▶ **LA CONSIGNE**:
Recopiez en entier, sans rien changer, le passage ci-dessous sur l'entretien de Michel Onfray dans Philosophie Magazine.

▶ **EXTRAIT DE LA PAGE**:
Michel Onfray est de nouveau l'invité de Philosophie Magazine (N°50, juin 2011).
Dans le dossier Je suis ce que je mange, vous trouverez l’entretien de Marc Legros avec le philosophe hédoniste : "Confessions d’un gastrosophe" - encore une excellente occasion de promouvoir le goût.
Nous vous en présentons quelques morceaux appétissants que nous avons choisis pour vous :
« Martin Legros : "La question diététique est à l'épicentre du problème existentiel", écrivez-vous dans La Raison gourmande. En quoi l'homme se définit-il par ce qu'il mange ?

▶ **INFORMATIONS FOURNIES**:
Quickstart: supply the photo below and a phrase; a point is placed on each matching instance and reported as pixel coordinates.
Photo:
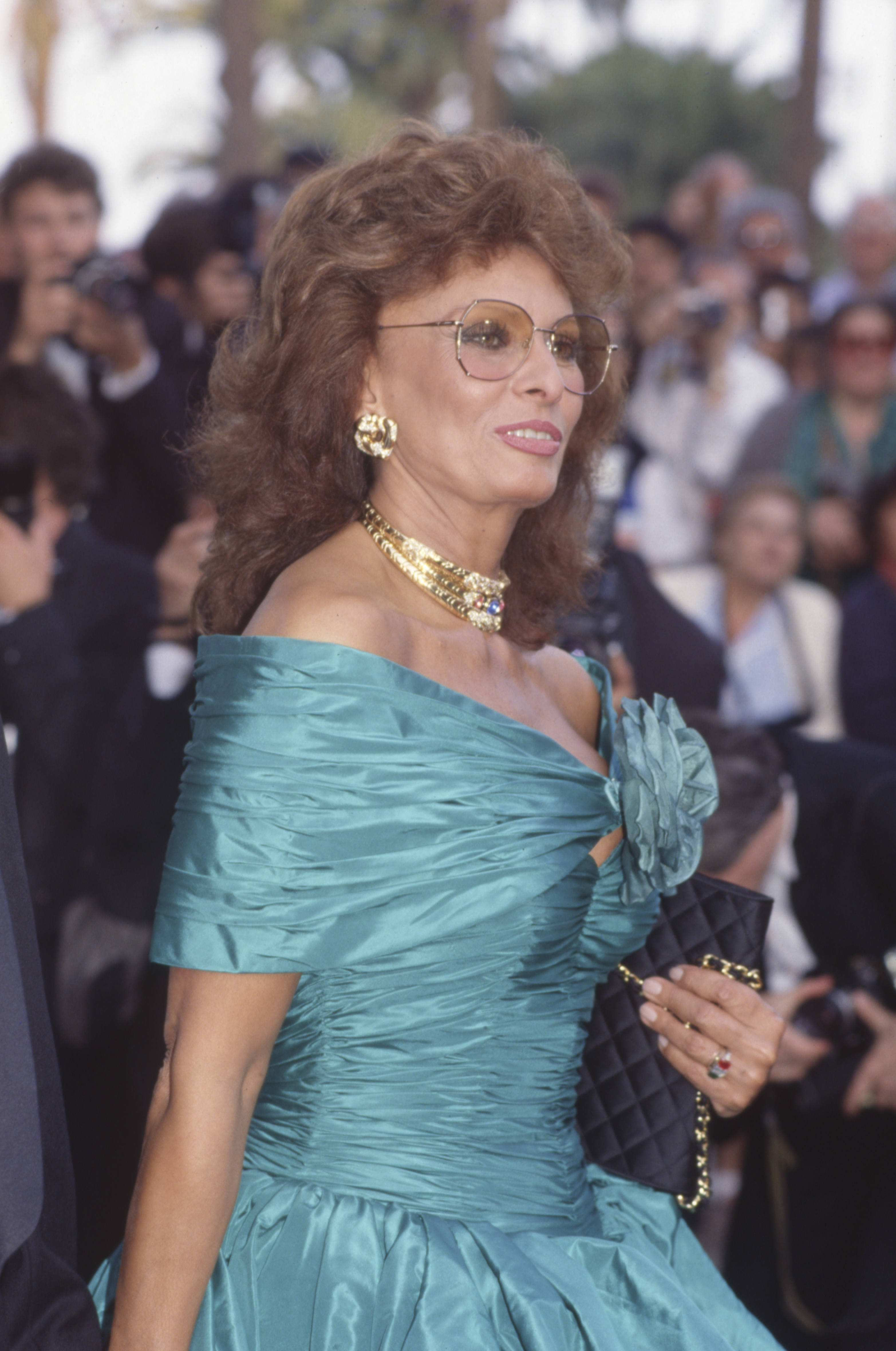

▶ **SOLUTION DU PROBLÈME**:
Michel Onfray est de nouveau l'invité de Philosophie Magazine (N°50, juin 2011).
Dans le dossier Je suis ce que je mange, vous trouverez l’entretien de Marc Legros avec le philosophe hédoniste : "Confessions d’un gastrosophe" - encore une excellente occasion de promouvoir le goût.
Nous vous en présentons quelques morceaux appétissants que nous avons choisis pour vous :
« Martin Legros : "La question diététique est à l'épicentre du problème existentiel", écrivez-vous dans La Raison gourmande. En quoi l'homme se définit-il par ce qu'il mange ?